## Aufgaben
1. An welchem Ort stürzten laut dem Interview zum Skispringen Nicholas Fairall und Simon Ammann schwer?
2. Schreib das Interview zum Skispringen im Anschluss an die letzte Frage weiter.

## Textauszug
::::::

Berkutschi: Jetzt haben wir über viele schöne Momente gesprochen. Es gab im letzten Winter aber auch die bitteren Augenblicke. Speziell wird das sicher Bischofshofen mit den beiden schweren Stürzen von Nicholas Fairall und Simon Ammann in Erinnerung bleiben. Inwiefern spielt das in der Saisonauswertung eine Rolle? Macht man sich Gedanken darüber, wie man das Skispringen noch sicherer machen kann oder ist es das Risiko, das man bei einem solchen Sport ganz einfach in Kauf nehmen muss?
Hofer: Damit geben wir uns nicht zufrieden. Wir wissen natürlich, dass Skispringen nach wie vor eine Risikosportart ist. Wir wissen auch, dass es uns durch verschiedene Maßnahmen gelungen ist, Skispringen sicherer zu machen. Aber jeder einzelne Sturz ist ein Sturz zu viel. Und wir müssen jeden Tag alles daran setzen, auch diesen einzelnen Sturz zu verhindern. Daran arbeiten wir permanent und versuchen, unsere Systeme zu verbessern. Wir sind auf einem sehr guten Weg was die Anläufe betrifft, auch was das Setup in der Luft betrifft. Wo wir manchmal noch ein wenig straucheln, ist das Landen und das Ausfahren. Ansonsten sind wir auf einem sehr guten Weg. Mit den Materialbestimmungen konnten wir im letzten Jahr auch die Verletzungen reduzieren, speziell was Knieverletzungen betrifft.

 

Berkutschi: Ein anderes großes Thema des letzten Winters war das Skifliegen. Es gab einen neuen Weltrekord durch Anders Fannemel. Inwiefern siehst du da eine Grenze erreicht? Auch mit Blick auf das physische Vermögen der Athleten?
Hofer: Nicht die physische Leistungsfähigkeit unserer Athleten ist am Limit, sondern die Größe unserer Anlagen. Das Sprungkomitee hat die Schanzengröße limitiert. Vikersund und Planica sind sicherlich ausgereizt, daher werden auch die Sprungweiten künftig in den Bereichen liegen, die wir in dieser Saison gesehen haben. Die anderen Fluganlagen sind kleiner. Ich kann mir nicht vorstellen, dass in den nächsten Jahren die Schanzenbaunormen so ausgeweitet werden, dass weitere Umbauten möglich sind. Aber das muss nicht zwingend in unserer Hand liegen.

 

Berkutschi: Du gehst also nicht davon aus, dass in den nächsten Monaten in Vikersund oder Planica die Bagger rausgeholt werden, um noch einmal fünf Meter mehr möglich zu machen?

::::::

(Daten zur Objekterkennung)
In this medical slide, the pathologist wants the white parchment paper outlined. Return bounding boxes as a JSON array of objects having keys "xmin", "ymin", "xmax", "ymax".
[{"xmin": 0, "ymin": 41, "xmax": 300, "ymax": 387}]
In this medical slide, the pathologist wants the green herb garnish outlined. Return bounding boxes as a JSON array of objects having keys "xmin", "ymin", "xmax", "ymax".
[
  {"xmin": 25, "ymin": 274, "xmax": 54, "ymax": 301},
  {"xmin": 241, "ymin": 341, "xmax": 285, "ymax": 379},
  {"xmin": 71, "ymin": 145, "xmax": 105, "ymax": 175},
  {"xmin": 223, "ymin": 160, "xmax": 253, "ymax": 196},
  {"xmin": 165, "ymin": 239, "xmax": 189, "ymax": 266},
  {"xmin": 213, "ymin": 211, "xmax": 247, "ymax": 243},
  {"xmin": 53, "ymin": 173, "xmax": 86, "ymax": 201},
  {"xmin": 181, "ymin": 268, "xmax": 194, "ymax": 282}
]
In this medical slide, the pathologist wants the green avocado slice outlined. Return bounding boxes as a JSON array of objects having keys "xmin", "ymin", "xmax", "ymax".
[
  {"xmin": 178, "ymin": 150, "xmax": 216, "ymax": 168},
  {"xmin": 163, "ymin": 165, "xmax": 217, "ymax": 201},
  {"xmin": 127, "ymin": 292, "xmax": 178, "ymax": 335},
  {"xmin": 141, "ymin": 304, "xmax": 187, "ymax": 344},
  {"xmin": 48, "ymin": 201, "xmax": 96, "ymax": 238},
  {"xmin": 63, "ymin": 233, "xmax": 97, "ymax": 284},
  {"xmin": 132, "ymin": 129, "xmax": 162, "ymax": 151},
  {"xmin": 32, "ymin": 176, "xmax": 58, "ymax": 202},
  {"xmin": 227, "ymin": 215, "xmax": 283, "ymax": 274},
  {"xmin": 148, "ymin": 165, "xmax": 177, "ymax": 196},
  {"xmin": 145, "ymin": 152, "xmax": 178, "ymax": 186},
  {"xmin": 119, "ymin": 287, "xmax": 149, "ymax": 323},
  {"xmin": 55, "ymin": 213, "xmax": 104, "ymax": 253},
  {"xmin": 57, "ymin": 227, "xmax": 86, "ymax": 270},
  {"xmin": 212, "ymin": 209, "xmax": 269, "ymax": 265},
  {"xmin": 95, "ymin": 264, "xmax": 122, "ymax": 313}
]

::::::

## Antworten
1. In Bischofshofen.

2.
Hofer: Wenn die Bagger rausgeholt werden, dann um den Zuschauerbereich zu erweitern. Skispringen ist abhängig von Begeisterung und Emotionen. Wir wären schlecht beraten, die Schanzengrößer zu bauen und den Zuschauer weiter weg zu bringen. Es muss umgekehrt sein. Der Zuschauer muss näher heran geholt werden. Das ist der richtige Weg.

 

Berkutschi: Ein kleiner Blick voraus: In der kommenden Saison stehen keine olympischen Spiele und nordischen Weltmeisterschaften auf dem Programm. Worauf dürfen sich die Fans dennoch freuen?
Hofer: Zunächst einmal sind wir die einzige FIS-Disziplin, die auch im nächsten Jahr eine Weltmeisterschaft hat, nämlich im Skifliegen. Aber unser Weltcup besteht natürlich aus mehr. Wir haben eine Vielzahl an Highlights. Wir haben wieder die Tournee, wir haben Höhepunkte wie Zakopane, Vikersund und Planica. Wir gehen wieder nach Russland, wir gehen erstmals nach Kasachstan. Es wird eine Variation von Highlights geben.

 

Berkutschi: Wird es im Regelwerk Änderungen geben?
Hofer: Wir sind mit dem momentanen Erscheinungsbild des Skispringens sehr zufrieden, insbesondere, dass wir bei den Anzügen einen kleinen Schritt zurück gemacht haben im Vergleich zur vorletzten Saison. Das hat sich sehr positiv ausgewirkt. Da werden wir noch eine kleine Modifikation vornehmen, um es den Athleten etwas leichter zu machen. Aber ansonsten stehen keine Änderungen unmittelbar um den Athleten herum an.

 

Berkutschi: Als nächstes steht der FIS Grand Prix an. Welche Änderungen im Kalender sind hier vorgesehen?
Hofer: Wir wollen ein verdichtetes Programm erreichen. Daher wird es im ersten Block eine durchgehende europäische Serie geben. Wir starten in Polen, gehen dann über Klingenthal nach Hinterzarten, anschließend von Courchevel nach Einsiedeln. Nach diesem europäischen Block geht es nach Asien, nach Russland und Kasachstan. Das Finale findet in Hinzenbach statt.

 

Berkutschi: Zum Schluss noch eine persönliche Frage: Du sagst immer, dass deine Aufgabe keine Arbeit, sondern dein liebstes Hobby ist. Macht Walter Hofer Urlaub?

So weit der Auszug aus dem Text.